Segment Open

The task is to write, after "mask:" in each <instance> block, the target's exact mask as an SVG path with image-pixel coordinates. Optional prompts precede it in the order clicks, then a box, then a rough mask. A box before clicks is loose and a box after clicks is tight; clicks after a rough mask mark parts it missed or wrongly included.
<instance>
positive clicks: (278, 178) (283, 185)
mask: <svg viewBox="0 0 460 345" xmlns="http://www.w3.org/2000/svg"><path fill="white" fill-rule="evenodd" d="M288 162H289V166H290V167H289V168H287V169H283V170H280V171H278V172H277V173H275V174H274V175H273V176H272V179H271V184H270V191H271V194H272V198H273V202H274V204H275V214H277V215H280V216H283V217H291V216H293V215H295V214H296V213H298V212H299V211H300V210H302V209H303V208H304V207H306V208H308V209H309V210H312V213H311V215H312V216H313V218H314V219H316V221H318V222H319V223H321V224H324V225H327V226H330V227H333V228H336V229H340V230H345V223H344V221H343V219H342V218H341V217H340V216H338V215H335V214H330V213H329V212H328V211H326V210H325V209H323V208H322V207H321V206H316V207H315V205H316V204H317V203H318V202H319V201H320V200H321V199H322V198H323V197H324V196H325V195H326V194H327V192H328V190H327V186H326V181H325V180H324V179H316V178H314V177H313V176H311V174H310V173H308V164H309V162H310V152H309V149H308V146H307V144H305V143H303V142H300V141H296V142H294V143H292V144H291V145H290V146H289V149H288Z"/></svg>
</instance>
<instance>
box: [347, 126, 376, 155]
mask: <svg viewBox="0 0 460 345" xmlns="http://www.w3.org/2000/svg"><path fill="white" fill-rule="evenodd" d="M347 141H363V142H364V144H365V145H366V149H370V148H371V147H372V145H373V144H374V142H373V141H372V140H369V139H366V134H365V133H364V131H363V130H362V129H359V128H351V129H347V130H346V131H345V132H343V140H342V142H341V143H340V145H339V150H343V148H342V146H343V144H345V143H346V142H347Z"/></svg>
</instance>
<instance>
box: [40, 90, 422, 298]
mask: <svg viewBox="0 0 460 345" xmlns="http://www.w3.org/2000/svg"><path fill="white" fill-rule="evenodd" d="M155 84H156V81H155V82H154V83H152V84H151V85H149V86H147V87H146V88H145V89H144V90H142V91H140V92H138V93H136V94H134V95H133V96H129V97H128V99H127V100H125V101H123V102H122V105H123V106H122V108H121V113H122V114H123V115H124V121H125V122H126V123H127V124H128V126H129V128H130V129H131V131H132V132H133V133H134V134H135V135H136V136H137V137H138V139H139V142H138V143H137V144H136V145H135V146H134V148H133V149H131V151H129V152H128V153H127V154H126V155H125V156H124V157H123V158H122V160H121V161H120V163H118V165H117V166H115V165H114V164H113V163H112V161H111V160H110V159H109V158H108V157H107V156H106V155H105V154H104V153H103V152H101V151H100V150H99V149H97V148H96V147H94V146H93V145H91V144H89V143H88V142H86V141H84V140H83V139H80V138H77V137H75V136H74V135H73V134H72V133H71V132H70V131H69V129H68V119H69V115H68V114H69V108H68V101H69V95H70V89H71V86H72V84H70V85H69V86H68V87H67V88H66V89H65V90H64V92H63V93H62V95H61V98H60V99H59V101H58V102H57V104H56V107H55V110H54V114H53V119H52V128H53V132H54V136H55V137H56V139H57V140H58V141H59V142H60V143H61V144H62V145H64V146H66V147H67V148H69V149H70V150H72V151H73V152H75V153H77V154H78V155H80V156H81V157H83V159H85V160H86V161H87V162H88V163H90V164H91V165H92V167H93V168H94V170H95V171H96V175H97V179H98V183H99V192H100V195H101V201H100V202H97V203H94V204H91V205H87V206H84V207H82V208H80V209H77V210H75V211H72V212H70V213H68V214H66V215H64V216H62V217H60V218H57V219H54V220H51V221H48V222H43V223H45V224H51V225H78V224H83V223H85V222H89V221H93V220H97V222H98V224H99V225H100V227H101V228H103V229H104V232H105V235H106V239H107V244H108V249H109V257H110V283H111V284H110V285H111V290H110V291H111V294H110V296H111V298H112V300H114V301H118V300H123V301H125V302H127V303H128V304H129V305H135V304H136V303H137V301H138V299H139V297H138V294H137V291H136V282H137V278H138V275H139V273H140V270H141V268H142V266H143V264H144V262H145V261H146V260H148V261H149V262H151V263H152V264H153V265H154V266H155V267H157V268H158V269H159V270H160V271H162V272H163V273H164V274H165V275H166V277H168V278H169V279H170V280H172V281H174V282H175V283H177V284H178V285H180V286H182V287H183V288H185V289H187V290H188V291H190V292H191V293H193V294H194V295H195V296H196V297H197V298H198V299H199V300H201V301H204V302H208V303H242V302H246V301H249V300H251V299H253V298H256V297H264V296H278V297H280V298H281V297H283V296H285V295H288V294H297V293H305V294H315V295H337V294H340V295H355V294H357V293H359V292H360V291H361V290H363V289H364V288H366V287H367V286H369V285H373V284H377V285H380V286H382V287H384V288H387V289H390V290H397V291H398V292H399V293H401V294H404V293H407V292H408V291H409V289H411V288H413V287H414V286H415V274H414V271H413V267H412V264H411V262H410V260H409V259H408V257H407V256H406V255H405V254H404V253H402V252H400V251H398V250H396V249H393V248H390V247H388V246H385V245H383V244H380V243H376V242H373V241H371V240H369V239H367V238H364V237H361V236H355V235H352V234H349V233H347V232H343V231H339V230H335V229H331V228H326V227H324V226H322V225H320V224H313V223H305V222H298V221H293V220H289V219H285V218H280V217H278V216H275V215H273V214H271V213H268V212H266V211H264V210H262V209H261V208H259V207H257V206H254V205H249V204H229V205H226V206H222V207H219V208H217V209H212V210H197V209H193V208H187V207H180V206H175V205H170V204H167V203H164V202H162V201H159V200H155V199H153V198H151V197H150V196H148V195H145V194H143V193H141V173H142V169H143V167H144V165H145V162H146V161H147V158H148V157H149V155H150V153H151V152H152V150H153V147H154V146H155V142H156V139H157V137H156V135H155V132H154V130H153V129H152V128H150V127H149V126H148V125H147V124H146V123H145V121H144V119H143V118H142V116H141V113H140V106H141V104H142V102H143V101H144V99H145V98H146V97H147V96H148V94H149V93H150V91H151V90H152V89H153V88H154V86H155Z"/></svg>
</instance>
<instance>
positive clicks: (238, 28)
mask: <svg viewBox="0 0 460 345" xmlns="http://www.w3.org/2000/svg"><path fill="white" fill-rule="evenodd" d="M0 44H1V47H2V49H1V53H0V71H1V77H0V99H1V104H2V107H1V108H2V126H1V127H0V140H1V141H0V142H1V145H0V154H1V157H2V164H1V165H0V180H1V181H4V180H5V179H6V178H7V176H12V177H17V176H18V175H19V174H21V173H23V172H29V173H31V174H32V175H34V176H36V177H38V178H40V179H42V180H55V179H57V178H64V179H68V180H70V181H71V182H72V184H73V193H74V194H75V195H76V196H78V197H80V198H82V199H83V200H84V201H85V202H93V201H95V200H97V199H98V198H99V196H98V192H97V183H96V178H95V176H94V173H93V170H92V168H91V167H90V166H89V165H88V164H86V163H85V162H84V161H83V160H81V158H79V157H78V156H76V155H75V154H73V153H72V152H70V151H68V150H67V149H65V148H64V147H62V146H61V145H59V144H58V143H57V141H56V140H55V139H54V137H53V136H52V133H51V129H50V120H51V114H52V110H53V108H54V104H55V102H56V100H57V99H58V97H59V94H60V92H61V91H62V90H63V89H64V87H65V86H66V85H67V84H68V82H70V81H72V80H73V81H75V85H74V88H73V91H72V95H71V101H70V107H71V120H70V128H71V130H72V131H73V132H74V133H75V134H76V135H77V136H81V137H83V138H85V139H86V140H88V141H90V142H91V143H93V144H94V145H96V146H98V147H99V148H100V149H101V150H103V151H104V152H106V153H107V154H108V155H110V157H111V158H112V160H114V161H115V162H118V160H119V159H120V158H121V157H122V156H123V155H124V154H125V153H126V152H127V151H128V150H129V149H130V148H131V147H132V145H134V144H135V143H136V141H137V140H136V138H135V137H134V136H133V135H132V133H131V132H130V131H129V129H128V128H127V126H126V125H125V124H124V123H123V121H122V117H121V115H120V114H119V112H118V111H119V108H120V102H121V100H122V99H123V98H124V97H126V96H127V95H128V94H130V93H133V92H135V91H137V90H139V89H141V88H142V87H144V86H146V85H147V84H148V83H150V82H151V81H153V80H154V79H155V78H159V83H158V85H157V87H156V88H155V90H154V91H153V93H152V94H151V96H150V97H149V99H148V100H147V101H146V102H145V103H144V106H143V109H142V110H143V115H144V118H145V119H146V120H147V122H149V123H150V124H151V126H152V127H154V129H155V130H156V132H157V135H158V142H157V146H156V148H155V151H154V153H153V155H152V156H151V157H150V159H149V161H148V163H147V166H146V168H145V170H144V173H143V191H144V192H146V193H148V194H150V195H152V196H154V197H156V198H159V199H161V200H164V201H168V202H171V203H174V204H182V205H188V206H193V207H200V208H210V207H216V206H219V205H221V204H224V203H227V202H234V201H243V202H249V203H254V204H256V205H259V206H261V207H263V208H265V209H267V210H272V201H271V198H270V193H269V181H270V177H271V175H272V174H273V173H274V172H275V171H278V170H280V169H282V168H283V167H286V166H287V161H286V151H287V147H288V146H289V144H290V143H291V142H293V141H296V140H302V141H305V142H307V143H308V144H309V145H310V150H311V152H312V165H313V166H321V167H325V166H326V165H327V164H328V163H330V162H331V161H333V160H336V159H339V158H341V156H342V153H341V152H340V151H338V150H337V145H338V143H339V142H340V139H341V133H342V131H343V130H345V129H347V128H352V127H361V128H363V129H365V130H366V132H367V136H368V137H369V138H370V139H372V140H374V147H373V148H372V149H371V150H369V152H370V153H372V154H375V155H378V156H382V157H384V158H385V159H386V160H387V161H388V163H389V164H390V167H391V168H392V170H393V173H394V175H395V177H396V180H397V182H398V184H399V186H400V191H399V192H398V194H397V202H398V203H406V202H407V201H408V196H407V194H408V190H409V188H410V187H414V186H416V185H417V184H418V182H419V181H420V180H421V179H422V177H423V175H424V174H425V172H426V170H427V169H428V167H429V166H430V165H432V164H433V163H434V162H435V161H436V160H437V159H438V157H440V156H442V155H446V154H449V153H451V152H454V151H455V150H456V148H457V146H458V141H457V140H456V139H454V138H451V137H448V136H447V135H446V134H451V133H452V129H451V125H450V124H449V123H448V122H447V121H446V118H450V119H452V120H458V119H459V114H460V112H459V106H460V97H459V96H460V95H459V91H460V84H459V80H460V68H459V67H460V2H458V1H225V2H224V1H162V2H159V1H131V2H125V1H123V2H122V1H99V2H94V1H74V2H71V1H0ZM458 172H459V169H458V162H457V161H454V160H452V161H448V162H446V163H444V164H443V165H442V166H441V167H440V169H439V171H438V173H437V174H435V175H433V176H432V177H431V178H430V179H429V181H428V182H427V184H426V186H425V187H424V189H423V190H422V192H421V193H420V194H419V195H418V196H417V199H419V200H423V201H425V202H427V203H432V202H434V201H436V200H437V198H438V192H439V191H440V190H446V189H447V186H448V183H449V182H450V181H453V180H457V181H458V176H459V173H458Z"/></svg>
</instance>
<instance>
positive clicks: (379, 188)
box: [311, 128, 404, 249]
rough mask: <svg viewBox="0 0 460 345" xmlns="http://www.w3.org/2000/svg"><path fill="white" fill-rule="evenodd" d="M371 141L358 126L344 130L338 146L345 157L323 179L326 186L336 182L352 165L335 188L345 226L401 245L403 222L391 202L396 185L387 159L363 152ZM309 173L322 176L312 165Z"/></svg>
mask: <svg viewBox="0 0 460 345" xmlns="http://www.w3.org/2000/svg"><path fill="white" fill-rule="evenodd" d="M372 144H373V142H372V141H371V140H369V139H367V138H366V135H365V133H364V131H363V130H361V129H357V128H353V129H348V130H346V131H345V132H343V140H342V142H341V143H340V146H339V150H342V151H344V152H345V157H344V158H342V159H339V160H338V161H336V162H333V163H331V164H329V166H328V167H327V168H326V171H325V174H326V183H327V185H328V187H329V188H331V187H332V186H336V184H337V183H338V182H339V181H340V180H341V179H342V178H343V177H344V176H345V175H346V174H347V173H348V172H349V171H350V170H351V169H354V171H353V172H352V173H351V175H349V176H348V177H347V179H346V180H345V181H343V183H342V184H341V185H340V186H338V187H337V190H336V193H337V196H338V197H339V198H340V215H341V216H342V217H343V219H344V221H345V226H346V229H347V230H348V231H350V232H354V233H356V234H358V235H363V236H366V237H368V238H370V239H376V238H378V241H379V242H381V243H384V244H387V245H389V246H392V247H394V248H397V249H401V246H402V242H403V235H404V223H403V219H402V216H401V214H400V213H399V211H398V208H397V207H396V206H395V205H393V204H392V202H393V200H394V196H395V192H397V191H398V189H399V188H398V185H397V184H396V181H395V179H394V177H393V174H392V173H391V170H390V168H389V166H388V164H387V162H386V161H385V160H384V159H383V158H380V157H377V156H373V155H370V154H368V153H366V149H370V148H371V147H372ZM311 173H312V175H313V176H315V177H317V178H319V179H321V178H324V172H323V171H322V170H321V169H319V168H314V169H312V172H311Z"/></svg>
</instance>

Segment Closed

- _Written task_: Please collect every line of the records above that contains the string "positive", and copy each one in full.

- _Solution to the exercise_:
positive clicks: (278, 178) (283, 185)
positive clicks: (238, 28)
positive clicks: (379, 188)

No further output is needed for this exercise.